▶ **Trecho selecionado**
Bom… o que dizer? Foi feita, no texto, uma crítica à (inevitável…) comparação da técnica com a história do monstro do Dr. Frankenstein. E a comparação é bastante pertinente, porque no fundo a idéia de “montar” um corpo a partir de partes dos corpos de outras pessoas está presente em um caso e em outro: a diferença é somente a escala. É claro que o procedimento é imoral. Mas, ao contrário do que possa parecer, a imoralidade está na fertilização in vitro, já incontáveis vezes condenada e cujos (incontáveis) problemas já deram abundantes provas de sua existência. O problema evidentemente não está em querer mitocôndrias saudáveis; o problema está na idéia de se produzir seres humanos em laboratórios. Não me espanta nada que esta “fecundação com três pais” tenha sido aprovada, uma vez que – como disse o Cardoso e, infelizmente, é verdade – «[h]oje qualquer clínica de subúrbio faz bebês de proveta, e ninguém em sã consciência consideraria essas crianças algo fora do normal».

O problema, repetimos, não está no fim almejado. O fim é sem dúvidas bom. Se fosse possível dar à mãe uma pílula que agisse nos seus ovários e alterasse as mitocôndrias lá presentes (tornando-as sadias), isto certamente não seria imoral. Não vale a pena entrar neste casuísmo de curar (ou melhor, de prevenir) doenças genéticas levantado pela matéria, porque a resposta é bastante óbvia: se se está empregando um meio intrinsecamente mau (como a fecundação in vitro), elencar os benefícios trazidos pela técnica não faz nenhuma diferença. É errado criar bebês (ditos) de proveta independentemente do quão “bom” seja o bebê resultante do procedimento, e isto porque errada é a fertilização in vitro considerada em si mesma, e não dependendo da proficiência técnica que se adquira em executá-la.

(Registros de um conjunto de dados)

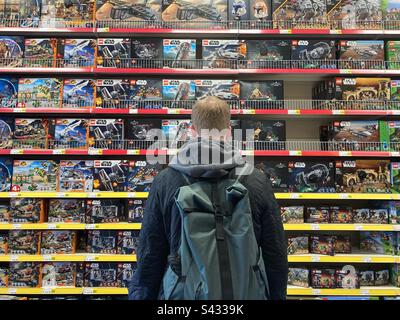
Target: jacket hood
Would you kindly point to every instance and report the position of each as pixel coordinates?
(200, 158)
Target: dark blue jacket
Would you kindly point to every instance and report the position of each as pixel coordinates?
(160, 234)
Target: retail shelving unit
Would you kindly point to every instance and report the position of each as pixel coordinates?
(293, 108)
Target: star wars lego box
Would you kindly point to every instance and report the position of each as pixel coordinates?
(129, 13)
(26, 210)
(24, 274)
(77, 53)
(223, 53)
(223, 89)
(141, 176)
(4, 273)
(105, 211)
(23, 242)
(40, 52)
(299, 14)
(377, 242)
(30, 133)
(9, 92)
(314, 54)
(362, 54)
(6, 170)
(101, 274)
(147, 52)
(101, 241)
(198, 13)
(60, 13)
(299, 277)
(177, 92)
(358, 14)
(75, 176)
(11, 51)
(112, 93)
(318, 214)
(110, 175)
(39, 92)
(125, 272)
(58, 274)
(176, 131)
(136, 210)
(293, 214)
(298, 245)
(78, 93)
(3, 242)
(277, 173)
(363, 176)
(146, 94)
(34, 175)
(66, 133)
(113, 53)
(311, 176)
(127, 241)
(66, 210)
(106, 133)
(58, 242)
(4, 212)
(179, 53)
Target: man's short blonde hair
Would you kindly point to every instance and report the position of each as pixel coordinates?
(211, 113)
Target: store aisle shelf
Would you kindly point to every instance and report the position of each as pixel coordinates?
(343, 258)
(77, 257)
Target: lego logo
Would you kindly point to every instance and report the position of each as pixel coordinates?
(303, 43)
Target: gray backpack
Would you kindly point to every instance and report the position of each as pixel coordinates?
(219, 258)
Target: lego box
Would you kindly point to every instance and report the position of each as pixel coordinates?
(314, 54)
(76, 176)
(26, 210)
(136, 210)
(359, 14)
(113, 53)
(40, 53)
(146, 94)
(23, 242)
(58, 242)
(112, 93)
(363, 176)
(66, 210)
(127, 241)
(277, 173)
(128, 12)
(110, 175)
(102, 241)
(58, 274)
(299, 14)
(78, 93)
(39, 92)
(77, 52)
(101, 275)
(223, 53)
(362, 54)
(180, 53)
(223, 89)
(311, 176)
(105, 211)
(34, 175)
(193, 12)
(11, 51)
(24, 274)
(66, 133)
(9, 92)
(30, 133)
(141, 176)
(106, 133)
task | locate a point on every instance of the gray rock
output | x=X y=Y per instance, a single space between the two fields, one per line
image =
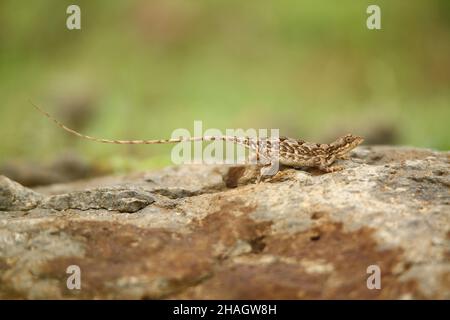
x=14 y=197
x=198 y=231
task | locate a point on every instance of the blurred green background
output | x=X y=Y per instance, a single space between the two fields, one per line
x=140 y=69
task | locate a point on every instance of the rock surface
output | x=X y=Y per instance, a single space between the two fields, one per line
x=209 y=232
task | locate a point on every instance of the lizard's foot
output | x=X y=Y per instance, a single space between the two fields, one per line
x=331 y=169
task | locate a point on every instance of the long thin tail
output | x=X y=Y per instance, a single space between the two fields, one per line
x=239 y=140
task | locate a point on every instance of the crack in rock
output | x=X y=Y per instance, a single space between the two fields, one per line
x=120 y=200
x=15 y=197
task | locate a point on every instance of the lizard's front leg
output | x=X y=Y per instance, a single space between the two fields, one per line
x=330 y=169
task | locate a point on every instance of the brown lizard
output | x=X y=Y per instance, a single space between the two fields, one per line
x=287 y=151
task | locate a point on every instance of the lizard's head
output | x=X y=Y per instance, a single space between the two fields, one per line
x=344 y=144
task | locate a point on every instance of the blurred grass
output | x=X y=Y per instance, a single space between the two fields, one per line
x=310 y=68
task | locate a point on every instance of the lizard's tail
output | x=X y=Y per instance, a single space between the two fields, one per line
x=239 y=140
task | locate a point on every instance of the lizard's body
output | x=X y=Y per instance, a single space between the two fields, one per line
x=287 y=151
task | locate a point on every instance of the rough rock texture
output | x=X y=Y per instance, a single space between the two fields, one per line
x=210 y=232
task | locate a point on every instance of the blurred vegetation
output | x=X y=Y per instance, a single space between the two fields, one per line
x=140 y=69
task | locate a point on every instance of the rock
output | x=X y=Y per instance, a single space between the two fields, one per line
x=110 y=199
x=210 y=232
x=14 y=197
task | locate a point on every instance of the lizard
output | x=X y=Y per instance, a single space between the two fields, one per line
x=289 y=152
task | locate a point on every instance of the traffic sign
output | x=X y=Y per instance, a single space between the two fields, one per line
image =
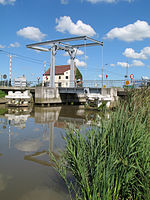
x=132 y=76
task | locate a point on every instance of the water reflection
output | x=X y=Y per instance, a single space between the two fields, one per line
x=4 y=179
x=27 y=137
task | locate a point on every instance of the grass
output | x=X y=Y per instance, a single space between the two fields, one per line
x=2 y=94
x=111 y=162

▶ **Exercício A**
De acordo com o trecho selecionado, qual é a única diferença entre a técnica e a história do monstro do Dr. Frankenstein?
▶ **Exercício B**
Com base no trecho selecionado, explique por que, segundo o autor, enumerar os benefícios da técnica na prevenção de doenças genéticas não muda sua avaliação moral.

▶ **Resposta A**
A escala.

▶ **Resposta B**
Para o autor, a técnica emprega um meio intrinsecamente mau, a fecundação in vitro, e por isso elencar seus benefícios não faz nenhuma diferença. A fertilização in vitro é errada em si mesma, e não conforme a proficiência técnica com que é executada. Por isso, criar bebês de proveta é errado por mais "bom" que seja o bebê resultante.